-- PROVIDED TEXT follows --

1. Meet “Ardi”

Evolutionists aren’t yet sure if they should call it a human ancestor, but one thing they do know is that “Ardi” does away with the idea of a “missing link.”

Although first discovered in the early 1990s, the bones of Ardipithecus ramidus are only now being nominated for evolutionists’ fossil hall of fame—via a slew of papers in a special issue of the journal Science. In it, Ardi’s researchers describe the bones and make the case that Ardi is even more important in the history of human evolution than Lucy.

Despite claims of its evolutionary significance, one of the scientists who studied Ardi noted, “It’s not a chimp. It’s not a human.” That is, instead of looking like the hypothesized “missing link” (with both chimpanzee and human features), Ardi’s anatomy—as reconstructed by the scientists—shows it to have been distinct from other apes as well as from humans. The researchers have consequently shunned the notion of a missing link: “It shows that the last common ancestor [between humans and] chimps didn’t look like a chimp, or a human, or some funny thing in between,” explained Penn State University paleontologist Alan Walker (who was not part of the study).

The first question creationists have to answer is just what Ardi is. We can quickly eliminate important things that it isn’t: it’s not a human fossil, nor is it a complete fossil. In fact, even referring to “it” is deceptive, because Ardi is a badly damaged, incomplete skeleton put together with the help of a smattering of bones linked with at least 36 A. ramidus individuals. Dated at 4.4 million years old, the first bones were found in the early 1990s in Ethiopia. The delay in publishing an analysis was in part due to the poor state of the remains. “It took us many, many years to clean the bones in the National Museum of Ethiopia and then set about to restore this skeleton to its original dimensions and form; and then study it and compare it with all the other fossils that are known from Africa and elsewhere, as well as with the modern age,” said the University of California–Berkeley’s Tim White.

-- PROVIDED TEXT concluded --

◆ STUDY QUESTIONS ◆
1. What age does the passage about Ardi give for the fossil?
2. Continue the passage about Ardi from the point where it stops.
The lines placed after this passage have no role in this work.

-- DATA SUPPLIED follows --

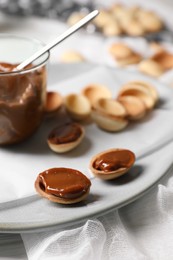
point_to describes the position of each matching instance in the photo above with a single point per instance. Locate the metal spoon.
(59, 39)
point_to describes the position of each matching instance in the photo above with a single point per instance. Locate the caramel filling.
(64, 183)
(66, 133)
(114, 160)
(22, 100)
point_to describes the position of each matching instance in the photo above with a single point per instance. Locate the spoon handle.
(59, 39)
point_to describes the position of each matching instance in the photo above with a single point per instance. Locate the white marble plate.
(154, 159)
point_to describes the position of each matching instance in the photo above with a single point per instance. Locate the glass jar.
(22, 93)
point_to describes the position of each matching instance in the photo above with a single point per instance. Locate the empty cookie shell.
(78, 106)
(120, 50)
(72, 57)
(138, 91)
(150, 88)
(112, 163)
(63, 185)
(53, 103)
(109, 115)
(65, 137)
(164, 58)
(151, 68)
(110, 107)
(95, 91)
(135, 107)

-- DATA SUPPLIED concluded --
-- DATA SUPPLIED follows --

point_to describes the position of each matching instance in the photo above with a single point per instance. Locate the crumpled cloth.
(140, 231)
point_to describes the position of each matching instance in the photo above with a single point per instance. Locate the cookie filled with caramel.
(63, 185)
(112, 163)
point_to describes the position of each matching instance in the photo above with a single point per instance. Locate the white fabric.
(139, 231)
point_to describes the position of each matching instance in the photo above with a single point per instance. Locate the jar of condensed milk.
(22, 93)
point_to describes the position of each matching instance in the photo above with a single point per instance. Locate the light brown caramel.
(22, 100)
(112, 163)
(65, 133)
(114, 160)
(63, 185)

-- DATA SUPPLIED concluded --

◆ ANSWERS BY TASK ◆
1. 4.4 million years old.

2.
But the Evolution News & Views blog offered a more critical look at how the poor state of the fossils casts doubt on the scientists’ headline-grabbing claims. One telling quote comes from National Geographic News (in the same article that quoted Walker, linked above):

The first, fragmentary specimens of Ardipithecus were found at Aramis in 1992 and published in 1994. The skeleton announced today was discovered that same year and excavated with the bones of the other individuals over the next three field seasons. But it took 15 years before the research team could fully analyze and publish the skeleton, because the fossils were in such bad shape.

After Ardi died, her remains apparently were trampled down into mud by hippos and other passing herbivores. Millions of years later, erosion brought the badly crushed and distorted bones back to the surface.

They were so fragile they would turn to dust at a touch. To save the precious fragments, White and colleagues removed the fossils along with their surrounding rock. Then, in a lab in [Ethiopia], the researchers carefully tweaked out the bones from the rocky matrix using a needle under a microscope, proceeding “millimeter by submillimeter,” as the team puts it in Science. This process alone took several years.

Pieces of the crushed skull were then CT-scanned and digitally fit back together by Gen Suwa, a paleoanthropologist at the University of Tokyo.

Thus, as a starting point, creationists should remember that—as with many fossils—the state of preservation is far less perfect than what media images and “reconstructions” portray. (The “complete,” 4 feet [1.5 m] tall Ardi fossil, as reassembled, is shown on the cover of the special Science issue.)

We also know, as Walker explained (above), that Ardi actually shows many differences from both other apes and humans. Kent State University’s Owen Lovejoy described some of the features: “She has opposable great toes and she has a pelvis that allows her to negotiate tree branches rather well. So half of her life is spent in the trees; she would have nested in trees and occasionally fed in trees, but when she was on the ground she walked upright pretty close to how you and I walk.” Obviously, we would point out that the scientists haven’t actually observed Ardi walking; their assertion is based on their reconstruction of the bones. Furthermore, Ardi’s feet not only had opposable big toes, but also lacked arches, which separates Ardi from humans and means “she could not walk or run for long distances,” BBC News reports. And National Geographic News notes, “Ardi would have walked on her palms as she moved about in the trees—more like some primitive fossil apes than like chimps and gorillas.”

In fact, despite the headlines and hype, the evolutionary researchers aren’t even confident enough to say that Ardi is a human ancestor as opposed to simply an extinct ape. BBC News reports:

Even if it is not on the direct line to us, it offers new insights into how we evolved from the common ancestor we share with chimps, the team says.

Asked whether A. ramidus was our direct ancestor or not, the team said more fossils from different places and time periods were needed to answer the question.

“We will need many more fossil recoveries from the period of 3-5 million years ago to confidently answer that question in the future,” the scientists said in a briefing document that accompanied their journal papers.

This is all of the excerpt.